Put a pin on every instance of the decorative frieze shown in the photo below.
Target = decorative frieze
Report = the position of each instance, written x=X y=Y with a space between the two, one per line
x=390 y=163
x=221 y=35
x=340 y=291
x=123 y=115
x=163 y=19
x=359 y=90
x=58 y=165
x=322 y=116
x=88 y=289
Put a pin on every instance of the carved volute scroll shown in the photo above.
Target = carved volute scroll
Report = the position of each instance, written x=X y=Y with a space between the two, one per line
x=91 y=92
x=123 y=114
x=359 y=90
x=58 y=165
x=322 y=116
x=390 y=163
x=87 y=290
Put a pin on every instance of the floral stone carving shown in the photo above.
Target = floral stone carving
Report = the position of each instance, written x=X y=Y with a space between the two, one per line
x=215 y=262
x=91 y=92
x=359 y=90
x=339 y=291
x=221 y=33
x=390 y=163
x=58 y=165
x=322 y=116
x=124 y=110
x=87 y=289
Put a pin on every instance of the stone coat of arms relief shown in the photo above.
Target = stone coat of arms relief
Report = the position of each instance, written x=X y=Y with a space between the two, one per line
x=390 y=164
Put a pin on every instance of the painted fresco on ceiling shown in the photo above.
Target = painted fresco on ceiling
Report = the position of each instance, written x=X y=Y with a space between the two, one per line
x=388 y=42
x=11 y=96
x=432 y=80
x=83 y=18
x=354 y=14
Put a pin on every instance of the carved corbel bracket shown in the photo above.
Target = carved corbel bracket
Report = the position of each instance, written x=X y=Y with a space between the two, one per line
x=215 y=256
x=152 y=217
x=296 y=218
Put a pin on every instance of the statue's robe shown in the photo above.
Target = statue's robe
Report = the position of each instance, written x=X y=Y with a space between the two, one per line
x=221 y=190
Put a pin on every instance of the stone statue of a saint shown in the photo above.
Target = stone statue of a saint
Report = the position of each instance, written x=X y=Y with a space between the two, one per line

- - - - - - -

**Exercise directions**
All of the records are to be reproduced exactly as they were given.

**Task answer**
Put a pin on every instance of the decorative frieze shown in the photo below.
Target = decorative frieze
Report = the position of each instance, written x=X y=Y with a space between the two, one per line
x=390 y=163
x=221 y=35
x=340 y=291
x=123 y=115
x=163 y=19
x=359 y=90
x=58 y=165
x=322 y=116
x=88 y=289
Put a pin on every instance of the carved volute scroll shown in the photo above.
Target = carved volute scroll
Report = the position of each instance, written x=X y=Y with a space between the two, one per line
x=91 y=92
x=123 y=114
x=359 y=90
x=58 y=165
x=322 y=116
x=390 y=163
x=87 y=290
Put a pin on every instance of the floral stone carving shown in the photo above.
Target = floral stone carving
Report = the position of each instance, written x=X y=Y with a space between the two, one per line
x=215 y=262
x=91 y=92
x=359 y=90
x=339 y=291
x=221 y=33
x=390 y=163
x=58 y=165
x=322 y=116
x=124 y=110
x=87 y=289
Put a pin on every instance of the stone coat of arms relief shown in the photo above.
Target = stone coat of arms relief
Report = the position of each instance, written x=X y=Y with a space between the two, one per line
x=390 y=164
Put a pin on every instance of the painted fresco on ceiling shown in the photo above.
Target = painted fresco on ceiling
Report = the position of each instance, written x=X y=Y with a space between the two, one per line
x=388 y=42
x=11 y=96
x=432 y=80
x=83 y=18
x=354 y=14
Put a pin on every instance of the carved corbel bracket shown in the photo above.
Target = carved corbel bracket
Report = the position of each instance, written x=X y=Y with a space between the two, one per line
x=215 y=256
x=152 y=217
x=296 y=218
Put a pin on every instance of the statue's robe shown in the photo above.
Target = statue's robe
Report = the position of each instance, written x=X y=Y with a space between the two, one per line
x=221 y=190
Put a pin on every instance of the stone statue of a saint shown in the photo above.
Target = stone statue of a saint
Report = the position of each instance, written x=X y=Y with a space between the two, one per line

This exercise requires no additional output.